Stored items:
Start
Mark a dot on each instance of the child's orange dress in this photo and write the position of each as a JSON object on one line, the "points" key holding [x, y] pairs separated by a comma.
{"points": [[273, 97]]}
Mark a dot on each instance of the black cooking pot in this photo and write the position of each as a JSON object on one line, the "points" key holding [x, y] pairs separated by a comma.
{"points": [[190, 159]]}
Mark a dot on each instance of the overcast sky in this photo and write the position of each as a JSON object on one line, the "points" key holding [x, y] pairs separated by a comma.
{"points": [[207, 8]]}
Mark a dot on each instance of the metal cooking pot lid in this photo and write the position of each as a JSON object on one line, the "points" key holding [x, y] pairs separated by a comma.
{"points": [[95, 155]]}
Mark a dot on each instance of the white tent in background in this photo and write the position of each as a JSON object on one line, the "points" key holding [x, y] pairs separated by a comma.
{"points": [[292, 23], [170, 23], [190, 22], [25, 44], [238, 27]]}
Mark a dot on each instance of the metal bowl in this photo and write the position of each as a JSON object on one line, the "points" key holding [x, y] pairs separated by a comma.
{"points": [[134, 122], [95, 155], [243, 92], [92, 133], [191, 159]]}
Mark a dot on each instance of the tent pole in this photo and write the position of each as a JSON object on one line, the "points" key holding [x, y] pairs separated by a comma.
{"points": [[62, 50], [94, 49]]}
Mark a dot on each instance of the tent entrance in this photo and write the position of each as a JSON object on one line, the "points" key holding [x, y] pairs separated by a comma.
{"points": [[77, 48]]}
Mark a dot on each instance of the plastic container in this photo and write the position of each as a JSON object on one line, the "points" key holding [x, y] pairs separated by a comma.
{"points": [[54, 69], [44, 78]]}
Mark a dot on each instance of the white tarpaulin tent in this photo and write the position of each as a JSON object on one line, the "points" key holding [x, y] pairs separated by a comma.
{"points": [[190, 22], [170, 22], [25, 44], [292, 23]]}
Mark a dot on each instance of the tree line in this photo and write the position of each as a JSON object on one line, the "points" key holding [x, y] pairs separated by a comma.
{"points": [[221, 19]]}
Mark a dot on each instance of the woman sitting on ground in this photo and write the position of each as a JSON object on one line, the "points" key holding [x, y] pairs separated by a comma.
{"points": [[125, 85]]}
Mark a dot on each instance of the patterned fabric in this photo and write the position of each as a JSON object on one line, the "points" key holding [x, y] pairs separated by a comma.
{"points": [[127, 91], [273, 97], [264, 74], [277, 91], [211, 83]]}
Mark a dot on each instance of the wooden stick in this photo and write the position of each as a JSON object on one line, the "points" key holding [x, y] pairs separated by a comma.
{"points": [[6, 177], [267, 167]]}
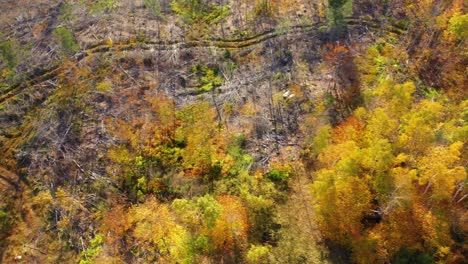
End
Exercise task ▸ Repeat the data word for word, starting at the line with "Mark a dot on each instance of the wooden" and continuing through the end of the data, both ends included. Leave the pictures out of your reply.

Task output ▸
Mark a dot on each instance of the wooden stick in this photo and write the position of each as a JSON object on one line, the "points" key holding [x, y] pairs separated by a comma.
{"points": [[6, 177], [267, 167]]}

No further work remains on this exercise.